Segment Start: The input
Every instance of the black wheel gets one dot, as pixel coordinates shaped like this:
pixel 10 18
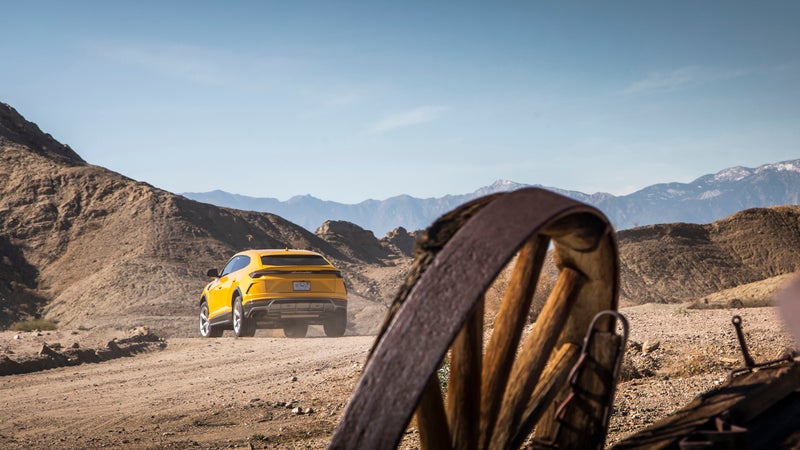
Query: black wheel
pixel 336 325
pixel 242 326
pixel 206 329
pixel 295 329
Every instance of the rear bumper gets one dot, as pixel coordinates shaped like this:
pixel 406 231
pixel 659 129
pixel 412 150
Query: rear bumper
pixel 279 310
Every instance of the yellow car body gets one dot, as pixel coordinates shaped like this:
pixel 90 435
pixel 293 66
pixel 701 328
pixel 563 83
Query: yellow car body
pixel 289 289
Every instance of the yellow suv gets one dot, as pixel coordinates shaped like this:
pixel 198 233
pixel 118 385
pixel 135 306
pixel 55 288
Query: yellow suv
pixel 289 289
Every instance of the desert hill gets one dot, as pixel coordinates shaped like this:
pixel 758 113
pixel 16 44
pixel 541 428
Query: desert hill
pixel 88 246
pixel 684 262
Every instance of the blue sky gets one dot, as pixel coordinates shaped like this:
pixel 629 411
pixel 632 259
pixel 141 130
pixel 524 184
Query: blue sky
pixel 354 100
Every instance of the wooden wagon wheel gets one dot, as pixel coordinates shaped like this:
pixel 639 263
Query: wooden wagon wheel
pixel 496 396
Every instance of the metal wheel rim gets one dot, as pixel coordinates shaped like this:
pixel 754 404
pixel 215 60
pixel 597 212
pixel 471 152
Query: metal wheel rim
pixel 237 320
pixel 205 324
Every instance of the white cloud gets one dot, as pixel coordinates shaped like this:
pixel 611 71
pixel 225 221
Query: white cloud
pixel 423 114
pixel 671 80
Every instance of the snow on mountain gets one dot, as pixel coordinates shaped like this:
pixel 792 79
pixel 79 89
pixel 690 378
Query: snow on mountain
pixel 706 199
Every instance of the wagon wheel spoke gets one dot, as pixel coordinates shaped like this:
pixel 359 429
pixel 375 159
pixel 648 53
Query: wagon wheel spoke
pixel 495 397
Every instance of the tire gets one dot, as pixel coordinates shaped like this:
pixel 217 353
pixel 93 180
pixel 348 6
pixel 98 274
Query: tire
pixel 206 329
pixel 336 325
pixel 295 329
pixel 242 326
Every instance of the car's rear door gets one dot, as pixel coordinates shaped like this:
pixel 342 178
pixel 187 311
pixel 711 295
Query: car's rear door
pixel 220 292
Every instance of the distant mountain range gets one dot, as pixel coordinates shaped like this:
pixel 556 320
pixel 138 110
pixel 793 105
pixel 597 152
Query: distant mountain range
pixel 704 200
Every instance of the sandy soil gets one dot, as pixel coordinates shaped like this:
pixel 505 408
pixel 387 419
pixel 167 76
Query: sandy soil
pixel 269 392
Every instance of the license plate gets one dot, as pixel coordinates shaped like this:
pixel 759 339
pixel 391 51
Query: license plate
pixel 301 285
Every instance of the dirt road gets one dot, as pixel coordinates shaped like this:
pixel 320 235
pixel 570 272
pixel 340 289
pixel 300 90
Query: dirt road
pixel 283 393
pixel 217 393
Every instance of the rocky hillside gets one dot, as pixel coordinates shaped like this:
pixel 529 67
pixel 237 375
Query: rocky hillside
pixel 684 262
pixel 86 246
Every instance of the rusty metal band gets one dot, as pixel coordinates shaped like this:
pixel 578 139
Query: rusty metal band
pixel 437 307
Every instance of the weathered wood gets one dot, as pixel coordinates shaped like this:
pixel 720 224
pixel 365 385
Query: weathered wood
pixel 735 395
pixel 534 355
pixel 553 378
pixel 508 326
pixel 464 385
pixel 582 425
pixel 431 313
pixel 434 433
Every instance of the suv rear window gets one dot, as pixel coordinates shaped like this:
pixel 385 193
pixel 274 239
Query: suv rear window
pixel 293 260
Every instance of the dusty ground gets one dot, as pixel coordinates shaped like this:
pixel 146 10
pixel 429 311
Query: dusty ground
pixel 289 393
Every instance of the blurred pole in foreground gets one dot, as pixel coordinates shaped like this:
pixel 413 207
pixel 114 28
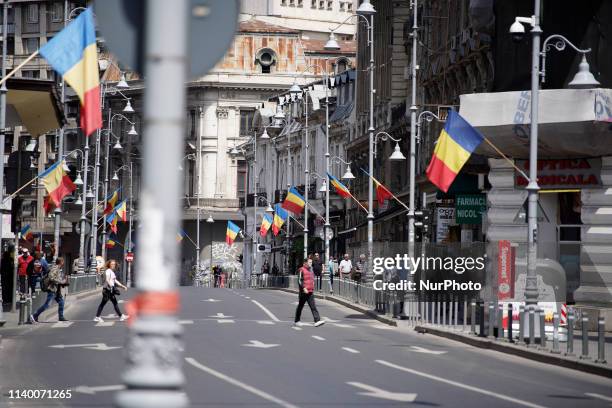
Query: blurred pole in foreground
pixel 153 376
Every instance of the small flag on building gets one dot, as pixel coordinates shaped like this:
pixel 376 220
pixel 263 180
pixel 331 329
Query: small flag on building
pixel 294 201
pixel 57 183
pixel 340 188
pixel 73 53
pixel 456 143
pixel 266 223
pixel 231 233
pixel 27 233
pixel 280 216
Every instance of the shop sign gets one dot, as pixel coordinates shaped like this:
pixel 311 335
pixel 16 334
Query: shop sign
pixel 470 208
pixel 563 173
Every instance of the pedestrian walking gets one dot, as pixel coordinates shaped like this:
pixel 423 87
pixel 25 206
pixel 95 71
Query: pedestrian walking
pixel 110 291
pixel 306 286
pixel 345 268
pixel 53 283
pixel 317 268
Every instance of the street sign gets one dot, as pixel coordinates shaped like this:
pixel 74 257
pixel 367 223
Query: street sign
pixel 212 27
pixel 469 208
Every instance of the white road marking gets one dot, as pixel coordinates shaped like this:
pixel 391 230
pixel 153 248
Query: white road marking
pixel 460 385
pixel 266 311
pixel 60 325
pixel 259 344
pixel 86 389
pixel 383 394
pixel 602 397
pixel 318 338
pixel 240 384
pixel 418 349
pixel 91 346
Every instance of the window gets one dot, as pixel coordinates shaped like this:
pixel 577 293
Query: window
pixel 32 13
pixel 57 12
pixel 246 121
pixel 30 45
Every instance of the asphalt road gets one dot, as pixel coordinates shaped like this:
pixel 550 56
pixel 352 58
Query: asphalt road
pixel 240 350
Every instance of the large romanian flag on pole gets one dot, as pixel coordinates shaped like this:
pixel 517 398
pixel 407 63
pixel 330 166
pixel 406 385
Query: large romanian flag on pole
pixel 57 183
pixel 231 233
pixel 456 143
pixel 266 223
pixel 280 216
pixel 294 201
pixel 74 55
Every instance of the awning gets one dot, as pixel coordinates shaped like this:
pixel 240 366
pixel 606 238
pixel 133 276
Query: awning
pixel 572 122
pixel 34 104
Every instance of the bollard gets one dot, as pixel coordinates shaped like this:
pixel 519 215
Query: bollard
pixel 482 317
pixel 601 340
pixel 570 332
pixel 555 349
pixel 491 332
pixel 500 321
pixel 542 329
pixel 585 337
pixel 473 319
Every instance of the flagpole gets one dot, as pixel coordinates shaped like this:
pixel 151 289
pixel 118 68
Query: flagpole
pixel 15 70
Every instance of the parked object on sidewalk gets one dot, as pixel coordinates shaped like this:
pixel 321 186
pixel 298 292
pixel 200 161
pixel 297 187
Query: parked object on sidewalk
pixel 56 281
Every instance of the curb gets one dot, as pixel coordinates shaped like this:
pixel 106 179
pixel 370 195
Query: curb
pixel 367 312
pixel 542 357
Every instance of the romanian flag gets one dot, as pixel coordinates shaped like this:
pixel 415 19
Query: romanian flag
pixel 294 201
pixel 232 232
pixel 112 220
pixel 456 143
pixel 121 211
pixel 280 216
pixel 266 223
pixel 57 182
pixel 382 194
pixel 111 201
pixel 110 243
pixel 48 205
pixel 74 55
pixel 27 233
pixel 340 188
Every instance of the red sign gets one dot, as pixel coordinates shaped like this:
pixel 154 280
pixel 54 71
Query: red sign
pixel 505 270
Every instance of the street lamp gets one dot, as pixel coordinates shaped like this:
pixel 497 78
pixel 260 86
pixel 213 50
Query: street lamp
pixel 364 10
pixel 582 79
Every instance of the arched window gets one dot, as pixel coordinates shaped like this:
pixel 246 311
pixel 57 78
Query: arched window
pixel 265 58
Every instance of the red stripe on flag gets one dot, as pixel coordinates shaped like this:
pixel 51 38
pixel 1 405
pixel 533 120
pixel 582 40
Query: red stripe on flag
pixel 439 174
pixel 91 112
pixel 66 187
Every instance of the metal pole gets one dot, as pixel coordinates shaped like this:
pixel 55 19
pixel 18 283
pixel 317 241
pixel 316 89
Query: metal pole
pixel 531 285
pixel 306 173
pixel 413 130
pixel 153 376
pixel 371 152
pixel 106 180
pixel 3 92
pixel 81 264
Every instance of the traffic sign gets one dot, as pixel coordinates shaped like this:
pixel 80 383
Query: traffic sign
pixel 212 27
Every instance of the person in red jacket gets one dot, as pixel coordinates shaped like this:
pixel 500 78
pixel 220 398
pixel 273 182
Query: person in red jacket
pixel 24 260
pixel 306 285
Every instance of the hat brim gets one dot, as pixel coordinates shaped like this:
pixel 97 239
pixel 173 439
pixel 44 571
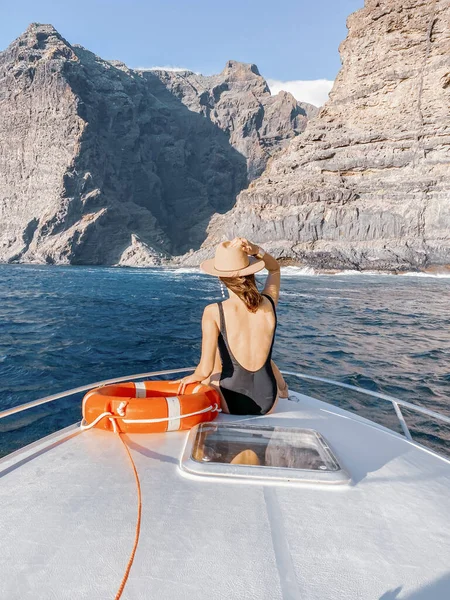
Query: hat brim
pixel 256 264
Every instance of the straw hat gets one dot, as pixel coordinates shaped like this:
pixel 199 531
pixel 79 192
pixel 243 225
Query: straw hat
pixel 231 262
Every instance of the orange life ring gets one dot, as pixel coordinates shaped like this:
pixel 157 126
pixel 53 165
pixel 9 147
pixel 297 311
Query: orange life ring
pixel 149 407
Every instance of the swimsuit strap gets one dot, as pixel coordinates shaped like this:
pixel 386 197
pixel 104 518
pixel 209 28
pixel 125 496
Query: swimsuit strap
pixel 273 305
pixel 223 331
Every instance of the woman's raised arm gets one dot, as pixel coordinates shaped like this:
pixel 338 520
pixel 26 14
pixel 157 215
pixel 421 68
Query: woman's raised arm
pixel 272 285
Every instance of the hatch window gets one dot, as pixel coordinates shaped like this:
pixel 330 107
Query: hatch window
pixel 255 451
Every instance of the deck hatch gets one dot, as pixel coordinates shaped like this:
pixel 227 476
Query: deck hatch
pixel 261 452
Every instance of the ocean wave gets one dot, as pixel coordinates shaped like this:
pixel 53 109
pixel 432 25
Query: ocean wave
pixel 298 271
pixel 422 274
pixel 180 270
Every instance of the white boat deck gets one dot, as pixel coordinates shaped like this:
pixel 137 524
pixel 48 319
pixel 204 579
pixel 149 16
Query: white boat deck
pixel 68 512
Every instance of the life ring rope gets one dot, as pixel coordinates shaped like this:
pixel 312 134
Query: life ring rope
pixel 85 426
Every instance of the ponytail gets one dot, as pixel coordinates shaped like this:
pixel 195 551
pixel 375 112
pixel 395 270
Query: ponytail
pixel 245 288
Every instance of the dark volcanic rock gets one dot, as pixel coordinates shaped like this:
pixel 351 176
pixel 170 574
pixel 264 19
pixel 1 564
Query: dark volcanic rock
pixel 100 164
pixel 238 101
pixel 367 185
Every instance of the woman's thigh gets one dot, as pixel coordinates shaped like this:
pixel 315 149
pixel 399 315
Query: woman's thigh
pixel 213 381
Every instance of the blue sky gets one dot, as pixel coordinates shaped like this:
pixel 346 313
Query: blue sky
pixel 289 40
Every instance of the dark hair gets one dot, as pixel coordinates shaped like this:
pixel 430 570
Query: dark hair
pixel 245 288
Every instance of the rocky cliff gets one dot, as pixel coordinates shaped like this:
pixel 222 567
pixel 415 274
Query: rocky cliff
pixel 100 164
pixel 367 185
pixel 239 102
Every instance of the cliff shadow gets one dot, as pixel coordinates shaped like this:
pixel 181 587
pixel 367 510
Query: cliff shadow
pixel 216 171
pixel 161 169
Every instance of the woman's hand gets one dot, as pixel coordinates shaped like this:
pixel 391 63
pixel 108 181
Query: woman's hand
pixel 246 246
pixel 184 382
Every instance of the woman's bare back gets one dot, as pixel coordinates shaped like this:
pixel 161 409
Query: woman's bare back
pixel 249 334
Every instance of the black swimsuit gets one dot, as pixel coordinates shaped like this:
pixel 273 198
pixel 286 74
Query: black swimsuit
pixel 246 392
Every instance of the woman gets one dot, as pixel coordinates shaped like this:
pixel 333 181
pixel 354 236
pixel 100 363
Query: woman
pixel 238 333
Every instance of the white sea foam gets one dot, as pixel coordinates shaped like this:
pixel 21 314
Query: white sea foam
pixel 421 274
pixel 298 271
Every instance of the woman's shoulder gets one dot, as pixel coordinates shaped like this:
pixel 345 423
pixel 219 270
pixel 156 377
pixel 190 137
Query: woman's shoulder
pixel 270 299
pixel 211 310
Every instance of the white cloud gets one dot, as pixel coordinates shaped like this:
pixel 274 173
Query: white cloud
pixel 166 68
pixel 314 91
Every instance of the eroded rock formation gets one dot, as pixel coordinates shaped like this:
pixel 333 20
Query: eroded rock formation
pixel 100 164
pixel 238 101
pixel 367 185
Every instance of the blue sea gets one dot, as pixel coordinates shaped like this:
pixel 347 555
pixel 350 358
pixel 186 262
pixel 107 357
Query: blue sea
pixel 63 327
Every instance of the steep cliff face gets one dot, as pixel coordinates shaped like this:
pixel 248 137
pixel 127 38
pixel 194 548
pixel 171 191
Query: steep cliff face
pixel 367 185
pixel 239 102
pixel 100 164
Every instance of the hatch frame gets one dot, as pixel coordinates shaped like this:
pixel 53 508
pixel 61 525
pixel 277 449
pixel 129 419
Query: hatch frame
Segment End: The input
> [Task requirements] Everything above from the line containing "Every instance of the snow" down to the line containing "pixel 167 76" is to be transcribed exactly, with both of those lines included and nothing else added.

> [Response to this task]
Every instance of the snow on mountain gets one dot, as pixel coordinates shaped like this:
pixel 792 79
pixel 79 89
pixel 690 378
Query: snow on mountain
pixel 706 199
Every instance of the wagon wheel spoke gets one dot, as pixel coordinates shaped like this:
pixel 359 429
pixel 375 159
pixel 648 53
Query: wagon wheel spoke
pixel 495 397
Every instance of the tire gets one dot, as pixel coordinates shaped like this:
pixel 217 353
pixel 93 180
pixel 348 6
pixel 98 274
Query: tire
pixel 206 329
pixel 336 325
pixel 295 329
pixel 242 326
Every instance of the car's rear door gets one dot, as pixel coordinates shaped like this:
pixel 342 178
pixel 187 311
pixel 711 295
Query: car's rear door
pixel 220 292
Every instance of the distant mountain range gets one dot, as pixel coordinates shaped like this:
pixel 556 320
pixel 138 110
pixel 793 105
pixel 597 152
Query: distant mountain range
pixel 704 200
Every instance of the sandy soil gets one dot, as pixel coordinates shaped like this:
pixel 505 408
pixel 387 419
pixel 167 76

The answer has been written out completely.